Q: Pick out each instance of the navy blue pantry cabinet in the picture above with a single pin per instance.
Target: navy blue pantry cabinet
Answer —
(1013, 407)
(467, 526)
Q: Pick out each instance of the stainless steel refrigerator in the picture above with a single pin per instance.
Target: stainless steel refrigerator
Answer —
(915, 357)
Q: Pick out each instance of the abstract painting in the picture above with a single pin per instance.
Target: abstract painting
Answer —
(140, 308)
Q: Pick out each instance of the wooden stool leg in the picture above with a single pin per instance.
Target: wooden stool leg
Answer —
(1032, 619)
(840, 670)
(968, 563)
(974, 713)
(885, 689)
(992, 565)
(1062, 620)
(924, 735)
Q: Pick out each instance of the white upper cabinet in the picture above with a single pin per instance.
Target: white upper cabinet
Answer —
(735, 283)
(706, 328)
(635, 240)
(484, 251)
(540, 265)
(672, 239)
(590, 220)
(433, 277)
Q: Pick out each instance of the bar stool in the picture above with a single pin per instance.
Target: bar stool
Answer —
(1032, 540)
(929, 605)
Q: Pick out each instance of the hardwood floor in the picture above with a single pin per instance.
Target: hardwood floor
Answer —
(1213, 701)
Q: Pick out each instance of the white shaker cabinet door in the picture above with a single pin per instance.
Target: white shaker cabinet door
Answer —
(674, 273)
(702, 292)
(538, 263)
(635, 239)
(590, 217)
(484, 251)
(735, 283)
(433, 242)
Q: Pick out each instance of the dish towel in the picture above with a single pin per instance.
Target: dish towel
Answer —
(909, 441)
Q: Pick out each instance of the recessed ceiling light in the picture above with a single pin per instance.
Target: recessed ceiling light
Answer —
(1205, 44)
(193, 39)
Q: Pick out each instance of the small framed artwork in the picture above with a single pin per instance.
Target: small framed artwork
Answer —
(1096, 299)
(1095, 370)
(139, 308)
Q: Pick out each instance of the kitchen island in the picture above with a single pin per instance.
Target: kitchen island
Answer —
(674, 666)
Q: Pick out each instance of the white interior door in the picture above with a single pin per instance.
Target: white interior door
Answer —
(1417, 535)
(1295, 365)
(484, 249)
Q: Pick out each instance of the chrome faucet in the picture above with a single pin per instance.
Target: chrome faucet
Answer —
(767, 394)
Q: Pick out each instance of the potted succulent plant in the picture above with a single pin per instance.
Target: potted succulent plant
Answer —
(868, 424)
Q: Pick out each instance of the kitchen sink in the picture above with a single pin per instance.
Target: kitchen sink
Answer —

::::::::::

All that is needed is a number: the count of lines in the listing that hold "refrigerator".

2